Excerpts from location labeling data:

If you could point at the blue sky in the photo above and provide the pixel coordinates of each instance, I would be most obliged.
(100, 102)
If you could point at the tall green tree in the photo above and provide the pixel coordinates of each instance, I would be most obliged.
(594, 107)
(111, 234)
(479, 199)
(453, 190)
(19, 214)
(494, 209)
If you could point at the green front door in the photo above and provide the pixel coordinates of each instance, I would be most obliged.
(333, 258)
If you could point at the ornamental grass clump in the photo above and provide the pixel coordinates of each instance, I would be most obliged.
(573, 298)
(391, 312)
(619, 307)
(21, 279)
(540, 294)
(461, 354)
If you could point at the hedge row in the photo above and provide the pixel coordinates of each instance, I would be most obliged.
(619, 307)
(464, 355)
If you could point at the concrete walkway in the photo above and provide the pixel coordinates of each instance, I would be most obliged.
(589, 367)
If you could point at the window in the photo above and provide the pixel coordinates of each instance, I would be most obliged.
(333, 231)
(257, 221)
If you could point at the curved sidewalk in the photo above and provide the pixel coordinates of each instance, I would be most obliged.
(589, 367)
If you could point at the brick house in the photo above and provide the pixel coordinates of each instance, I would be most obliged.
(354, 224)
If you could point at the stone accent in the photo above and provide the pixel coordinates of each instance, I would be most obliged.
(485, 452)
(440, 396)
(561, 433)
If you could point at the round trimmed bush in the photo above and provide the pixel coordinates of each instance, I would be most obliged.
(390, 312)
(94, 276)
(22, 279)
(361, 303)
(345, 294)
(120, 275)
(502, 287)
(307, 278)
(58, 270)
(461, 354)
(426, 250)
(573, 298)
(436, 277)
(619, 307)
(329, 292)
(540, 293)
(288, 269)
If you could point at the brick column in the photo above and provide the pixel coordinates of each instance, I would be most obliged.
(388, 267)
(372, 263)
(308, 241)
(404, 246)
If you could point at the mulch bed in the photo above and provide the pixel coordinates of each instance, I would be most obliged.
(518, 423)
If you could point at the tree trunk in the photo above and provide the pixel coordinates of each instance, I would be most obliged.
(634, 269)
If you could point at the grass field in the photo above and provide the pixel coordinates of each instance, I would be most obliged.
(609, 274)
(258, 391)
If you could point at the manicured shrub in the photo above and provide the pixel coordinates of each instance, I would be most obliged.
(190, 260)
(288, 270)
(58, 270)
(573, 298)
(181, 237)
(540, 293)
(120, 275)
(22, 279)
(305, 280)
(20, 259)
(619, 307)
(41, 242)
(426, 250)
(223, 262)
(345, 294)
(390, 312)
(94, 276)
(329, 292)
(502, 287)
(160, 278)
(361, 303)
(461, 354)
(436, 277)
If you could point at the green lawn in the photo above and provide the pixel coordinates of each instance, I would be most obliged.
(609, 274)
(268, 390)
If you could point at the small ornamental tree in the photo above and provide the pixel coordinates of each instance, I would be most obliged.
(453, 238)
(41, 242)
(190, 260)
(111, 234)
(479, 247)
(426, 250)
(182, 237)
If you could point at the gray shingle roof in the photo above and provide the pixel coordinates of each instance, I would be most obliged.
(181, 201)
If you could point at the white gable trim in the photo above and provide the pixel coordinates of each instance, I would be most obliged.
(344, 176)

==

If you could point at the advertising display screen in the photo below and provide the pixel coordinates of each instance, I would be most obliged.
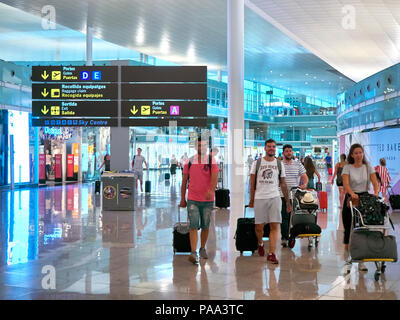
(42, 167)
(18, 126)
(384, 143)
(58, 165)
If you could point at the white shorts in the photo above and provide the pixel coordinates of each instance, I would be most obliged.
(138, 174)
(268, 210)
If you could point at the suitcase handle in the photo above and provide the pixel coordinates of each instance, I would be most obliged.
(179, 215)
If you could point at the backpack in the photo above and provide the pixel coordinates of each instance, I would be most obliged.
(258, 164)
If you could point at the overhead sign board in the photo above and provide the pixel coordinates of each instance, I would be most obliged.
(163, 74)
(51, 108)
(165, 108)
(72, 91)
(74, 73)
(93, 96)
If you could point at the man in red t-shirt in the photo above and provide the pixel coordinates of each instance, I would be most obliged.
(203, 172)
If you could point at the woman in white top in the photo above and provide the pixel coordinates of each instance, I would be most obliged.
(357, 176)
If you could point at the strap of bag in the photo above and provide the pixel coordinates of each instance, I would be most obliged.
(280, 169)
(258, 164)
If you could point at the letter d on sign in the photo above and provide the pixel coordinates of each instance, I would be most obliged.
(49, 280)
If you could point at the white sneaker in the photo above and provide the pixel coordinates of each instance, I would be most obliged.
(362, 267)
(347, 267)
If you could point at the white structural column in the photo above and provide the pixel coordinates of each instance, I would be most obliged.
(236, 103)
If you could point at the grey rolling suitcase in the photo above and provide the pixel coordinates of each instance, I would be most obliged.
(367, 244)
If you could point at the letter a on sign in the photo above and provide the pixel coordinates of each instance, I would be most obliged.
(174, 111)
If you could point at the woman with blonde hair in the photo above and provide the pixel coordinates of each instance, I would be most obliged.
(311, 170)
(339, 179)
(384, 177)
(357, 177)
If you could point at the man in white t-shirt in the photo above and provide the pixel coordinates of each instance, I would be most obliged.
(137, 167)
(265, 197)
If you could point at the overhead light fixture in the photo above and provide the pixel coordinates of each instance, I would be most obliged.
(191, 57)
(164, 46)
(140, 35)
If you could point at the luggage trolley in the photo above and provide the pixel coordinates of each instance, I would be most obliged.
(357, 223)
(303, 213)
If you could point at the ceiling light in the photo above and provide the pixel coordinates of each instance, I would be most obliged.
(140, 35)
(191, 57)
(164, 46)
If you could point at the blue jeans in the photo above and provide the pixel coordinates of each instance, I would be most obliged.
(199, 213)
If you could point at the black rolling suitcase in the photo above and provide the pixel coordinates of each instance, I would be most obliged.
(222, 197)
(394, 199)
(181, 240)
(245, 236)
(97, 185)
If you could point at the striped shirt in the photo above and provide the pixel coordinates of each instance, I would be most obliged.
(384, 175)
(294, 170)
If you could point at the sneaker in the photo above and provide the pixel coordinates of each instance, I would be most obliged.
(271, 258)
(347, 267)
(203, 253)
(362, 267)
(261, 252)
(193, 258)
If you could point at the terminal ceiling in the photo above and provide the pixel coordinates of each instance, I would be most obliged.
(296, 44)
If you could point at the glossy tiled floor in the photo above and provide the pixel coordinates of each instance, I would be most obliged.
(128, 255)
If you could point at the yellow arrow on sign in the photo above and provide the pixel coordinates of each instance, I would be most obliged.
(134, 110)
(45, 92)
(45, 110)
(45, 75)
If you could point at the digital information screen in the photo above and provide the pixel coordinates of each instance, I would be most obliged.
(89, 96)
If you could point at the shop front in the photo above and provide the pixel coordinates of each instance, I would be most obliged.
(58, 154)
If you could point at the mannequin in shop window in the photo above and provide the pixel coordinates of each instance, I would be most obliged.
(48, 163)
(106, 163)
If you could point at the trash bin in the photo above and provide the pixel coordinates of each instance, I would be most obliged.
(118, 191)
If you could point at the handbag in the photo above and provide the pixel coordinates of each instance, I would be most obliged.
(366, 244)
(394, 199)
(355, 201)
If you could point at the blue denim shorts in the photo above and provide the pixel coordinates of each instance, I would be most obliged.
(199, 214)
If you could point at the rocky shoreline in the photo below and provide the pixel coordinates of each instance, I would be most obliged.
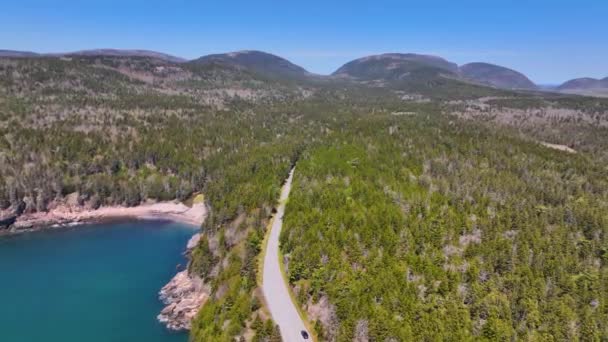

* Given request
Locate every line in the material above that contains the word "brick", and copy each of those lines. Case counts.

* Answer to this problem
If you could point at the brick house in the photo above and provide the pixel coordinates of each instance, I would be most obliged.
If you could point at the brick column in the photo above and provide the pixel coordinates of each instance, I would be most obliged.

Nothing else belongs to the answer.